::: Dataset records

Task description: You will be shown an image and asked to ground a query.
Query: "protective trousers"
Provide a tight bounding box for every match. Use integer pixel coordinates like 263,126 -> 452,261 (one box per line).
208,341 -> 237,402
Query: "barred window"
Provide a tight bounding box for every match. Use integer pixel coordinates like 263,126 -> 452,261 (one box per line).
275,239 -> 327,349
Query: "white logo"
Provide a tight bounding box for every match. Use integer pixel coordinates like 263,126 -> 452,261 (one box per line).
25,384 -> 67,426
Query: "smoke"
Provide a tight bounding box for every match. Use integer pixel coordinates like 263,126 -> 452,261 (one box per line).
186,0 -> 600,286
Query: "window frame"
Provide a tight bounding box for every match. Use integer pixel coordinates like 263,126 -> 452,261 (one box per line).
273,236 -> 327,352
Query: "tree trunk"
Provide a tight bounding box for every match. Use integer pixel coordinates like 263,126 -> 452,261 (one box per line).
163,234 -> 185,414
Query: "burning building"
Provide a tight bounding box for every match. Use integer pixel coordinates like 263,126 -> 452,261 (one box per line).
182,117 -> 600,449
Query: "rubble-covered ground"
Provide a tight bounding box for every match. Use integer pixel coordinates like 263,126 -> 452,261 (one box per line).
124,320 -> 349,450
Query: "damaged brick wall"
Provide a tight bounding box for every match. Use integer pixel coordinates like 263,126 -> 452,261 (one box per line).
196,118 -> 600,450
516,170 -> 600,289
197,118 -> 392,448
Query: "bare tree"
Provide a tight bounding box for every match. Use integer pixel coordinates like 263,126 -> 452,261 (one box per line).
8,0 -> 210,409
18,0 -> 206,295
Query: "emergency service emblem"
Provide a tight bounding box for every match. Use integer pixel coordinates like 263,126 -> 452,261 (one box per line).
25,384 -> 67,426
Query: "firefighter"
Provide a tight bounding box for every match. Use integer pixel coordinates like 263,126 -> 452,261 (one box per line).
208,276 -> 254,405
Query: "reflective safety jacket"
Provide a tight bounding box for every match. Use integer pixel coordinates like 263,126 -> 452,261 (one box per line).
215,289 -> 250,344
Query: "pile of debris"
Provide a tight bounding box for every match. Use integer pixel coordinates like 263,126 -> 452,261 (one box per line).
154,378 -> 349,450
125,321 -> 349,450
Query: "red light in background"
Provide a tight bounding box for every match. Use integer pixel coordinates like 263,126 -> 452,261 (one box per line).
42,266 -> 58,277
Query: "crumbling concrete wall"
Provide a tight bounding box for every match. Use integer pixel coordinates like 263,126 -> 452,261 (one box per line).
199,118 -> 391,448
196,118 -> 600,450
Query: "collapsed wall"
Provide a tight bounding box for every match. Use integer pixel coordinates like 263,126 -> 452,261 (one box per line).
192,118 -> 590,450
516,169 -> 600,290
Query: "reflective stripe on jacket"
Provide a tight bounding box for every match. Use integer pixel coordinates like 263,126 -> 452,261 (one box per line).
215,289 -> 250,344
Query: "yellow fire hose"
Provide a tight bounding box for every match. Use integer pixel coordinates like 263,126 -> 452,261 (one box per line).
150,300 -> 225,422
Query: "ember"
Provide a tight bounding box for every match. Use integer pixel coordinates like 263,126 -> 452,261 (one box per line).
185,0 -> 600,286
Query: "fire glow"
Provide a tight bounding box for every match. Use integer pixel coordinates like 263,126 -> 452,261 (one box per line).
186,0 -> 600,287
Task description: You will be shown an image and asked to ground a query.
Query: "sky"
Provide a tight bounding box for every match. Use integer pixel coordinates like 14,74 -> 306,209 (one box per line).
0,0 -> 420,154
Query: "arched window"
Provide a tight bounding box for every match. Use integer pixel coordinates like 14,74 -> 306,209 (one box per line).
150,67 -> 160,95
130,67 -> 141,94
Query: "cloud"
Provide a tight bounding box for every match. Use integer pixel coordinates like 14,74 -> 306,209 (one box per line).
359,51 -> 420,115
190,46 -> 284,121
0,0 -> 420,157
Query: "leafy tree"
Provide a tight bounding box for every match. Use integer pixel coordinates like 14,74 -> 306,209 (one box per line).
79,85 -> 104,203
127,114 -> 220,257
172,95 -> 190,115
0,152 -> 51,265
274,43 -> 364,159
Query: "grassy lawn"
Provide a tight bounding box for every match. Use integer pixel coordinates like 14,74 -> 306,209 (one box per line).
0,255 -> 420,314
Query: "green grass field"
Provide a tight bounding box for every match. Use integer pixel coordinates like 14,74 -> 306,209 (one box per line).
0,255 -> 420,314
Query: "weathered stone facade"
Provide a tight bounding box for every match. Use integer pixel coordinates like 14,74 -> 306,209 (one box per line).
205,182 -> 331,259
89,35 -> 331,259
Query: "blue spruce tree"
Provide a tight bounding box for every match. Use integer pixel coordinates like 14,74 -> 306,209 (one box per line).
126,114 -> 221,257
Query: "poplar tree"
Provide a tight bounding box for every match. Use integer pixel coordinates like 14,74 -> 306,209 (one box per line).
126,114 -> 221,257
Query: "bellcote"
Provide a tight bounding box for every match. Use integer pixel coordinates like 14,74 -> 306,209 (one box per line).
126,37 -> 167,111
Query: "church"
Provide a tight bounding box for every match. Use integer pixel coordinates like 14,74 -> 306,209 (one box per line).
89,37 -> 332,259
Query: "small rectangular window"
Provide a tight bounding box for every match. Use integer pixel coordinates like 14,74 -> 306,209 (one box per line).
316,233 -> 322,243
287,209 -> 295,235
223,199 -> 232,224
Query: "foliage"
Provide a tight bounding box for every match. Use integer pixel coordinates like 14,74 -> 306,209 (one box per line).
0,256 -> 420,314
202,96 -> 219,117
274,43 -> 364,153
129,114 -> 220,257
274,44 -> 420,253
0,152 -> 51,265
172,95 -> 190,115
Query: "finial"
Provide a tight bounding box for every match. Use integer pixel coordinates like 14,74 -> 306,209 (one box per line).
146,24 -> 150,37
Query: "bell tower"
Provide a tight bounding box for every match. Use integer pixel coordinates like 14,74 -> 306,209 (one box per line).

::::::

_The problem:_ Please output the entire listing exactly as it stands.

_Task result:_
Task description: You will be shown an image and asked to ground a query.
Query: "protective trousers"
Provide a tight bounding box for every match. Use integer pixel coordinates like 263,126 -> 452,261 (one box per line).
208,341 -> 237,402
Query: "barred window"
Provide a tight bounding box for every match. Use integer pixel coordinates like 263,126 -> 452,261 (one box per line).
275,239 -> 327,349
Query: "white logo"
Provide a tight bounding box for every match. Use integer pixel coordinates like 263,126 -> 452,261 (one box per line).
25,384 -> 67,426
Query: "smoke"
Provide a tight bounding box for every match. Use integer pixel coordinates like 263,126 -> 452,261 (one box per line).
186,0 -> 600,286
Query: "window frame"
Provide a tight bounding box for every match. Use integer pixel coordinates like 263,126 -> 452,261 (one box per line).
273,236 -> 327,352
Query: "tree trunk"
Provide a tight bounding box for every match. Use integer pixel coordinates like 263,126 -> 452,261 (one box per line).
163,234 -> 185,414
Query: "burning building"
Provide a tight bounding box for every match. Use integer pixel coordinates like 263,126 -> 452,261 (one box per line).
182,117 -> 600,449
Query: "rubble-covered ground"
Provide a tight bounding box for every match. Use integer pixel coordinates like 263,126 -> 452,261 (one box per line).
124,320 -> 349,450
Query: "damaged brick wall"
Provide a tight bounding box for every match. Use integer pixel coordinates like 263,126 -> 452,261 (one box per line).
196,118 -> 600,450
516,170 -> 600,289
197,118 -> 392,448
Query: "bare tree"
Provide a tight bounding box for every match. Use integer pixel coordinates like 263,126 -> 452,261 (one box per line).
8,0 -> 210,409
18,0 -> 206,295
Query: "emergency service emblem"
Provide a tight bounding box for every match. Use integer pixel coordinates like 263,126 -> 452,261 (one box per line).
25,384 -> 67,426
Query: "firefighter"
Provide a tight bounding box for every match. Use integer pixel coordinates like 263,126 -> 452,261 (one box per line).
208,276 -> 254,405
Query: "reflective safety jacket"
Provide a tight bounding box for every match. Use integer pixel coordinates like 263,126 -> 452,261 (one box per line).
215,289 -> 250,344
Query: "pile of debris"
Provide a tight bounding box for every match. Use integer pixel coordinates like 263,126 -> 452,261 (one box per line).
154,378 -> 349,450
125,321 -> 349,450
Query: "red light in background"
Provide a tight bounding box for every match. Use integer pixel coordinates like 263,126 -> 452,261 (one box per line).
42,266 -> 58,277
Query: "crumbling concrete wall"
Provide a tight bounding box for every match. Use integer pixel coordinates like 263,126 -> 452,261 (one box per line).
199,118 -> 391,448
196,118 -> 600,450
Query: "collapsed wall"
Provide a tight bounding box for every match. Use integer pixel coordinates like 263,126 -> 452,261 (one box per line).
192,118 -> 590,450
516,169 -> 600,290
Query: "reflective stripe on jacket"
Provide a tight bounding box for every match. Use integer pixel coordinates like 263,126 -> 452,261 (one box per line).
215,289 -> 250,344
Query: "yellow fire hose"
Provide a tight bounding box for every match. Use integer pixel coordinates like 263,126 -> 452,261 (one box per line).
150,300 -> 225,422
Query: "ember"
Provide a tight bounding box for every match. Use integer pixel coordinates like 263,126 -> 452,261 (one box per line).
185,0 -> 600,286
Query: "fire glow"
Provide a tight bounding box for every match. Use integer pixel coordinates like 263,126 -> 452,261 (one box per line).
186,0 -> 600,287
Task description: You will be shown an image and asked to ground a query.
Query: "sky"
Provide a tight bounding box for every match. Use integer pixel coordinates like 14,74 -> 306,209 (one box per line).
0,0 -> 420,154
Query: "arched window"
Provide a tight bounding box for every match. Use integer pixel coordinates like 14,74 -> 306,209 (one box per line).
150,67 -> 160,95
130,67 -> 141,94
Query: "cloud"
Provide a tight bounding box for every match. Use integer pixel coordinates like 14,74 -> 306,209 (one box per line).
359,51 -> 420,115
190,46 -> 284,121
0,0 -> 420,157
Query: "leafy tree"
Provide a tight bounding box for every match. Use integer pixel coordinates like 14,74 -> 306,209 (one box per line).
79,85 -> 104,203
127,114 -> 220,257
172,95 -> 190,115
0,152 -> 51,265
274,43 -> 364,159
Query: "grassy lawn"
Provide a tight bounding box for every match. Use integer pixel coordinates like 14,74 -> 306,209 (one box per line).
0,255 -> 420,314
Query: "green grass field"
Provide a tight bounding box for every match. Use integer pixel coordinates like 14,74 -> 306,209 (one box per line).
0,255 -> 420,314
Query: "weathered stone facade"
Provide a tight bounding box for every match. Use integer pixel coordinates like 14,74 -> 306,209 (one box per line).
205,182 -> 331,259
89,35 -> 331,259
Query: "blue spruce tree"
Provide a tight bounding box for every match. Use integer pixel coordinates like 14,74 -> 306,209 (one box per line).
126,114 -> 221,257
Query: "poplar tree"
Provide a tight bounding box for every match. Use integer pixel coordinates like 14,74 -> 306,209 (one box per line).
126,114 -> 221,257
Query: "bellcote"
Provide a tight bounding box for every match. Use integer pixel coordinates like 14,74 -> 306,209 (one box per line).
126,37 -> 167,111
Query: "church"
Provide a tight bounding box for every match. Use integer pixel coordinates like 14,74 -> 306,209 (one box per line).
89,37 -> 332,259
Query: "small rectangular window"
Provide a tight bounding box for every match. Use integer pixel coordinates like 14,74 -> 306,209 (one box per line).
316,233 -> 322,243
287,209 -> 295,235
223,199 -> 232,224
Query: "foliage"
Provide a tight bounding box for every match. Use integer pixel coordinates like 14,74 -> 306,209 (one box per line).
0,256 -> 420,314
202,96 -> 219,117
274,43 -> 364,153
129,114 -> 220,257
274,44 -> 420,253
0,152 -> 51,265
172,95 -> 190,115
Query: "finial"
Provide a tight bounding box for every match. Use integer pixel coordinates like 14,74 -> 306,209 (one box per line).
146,24 -> 150,37
Query: "bell tower"
Provide a tight bounding box for every match. Use integer pixel coordinates like 14,74 -> 306,209 (one box per line).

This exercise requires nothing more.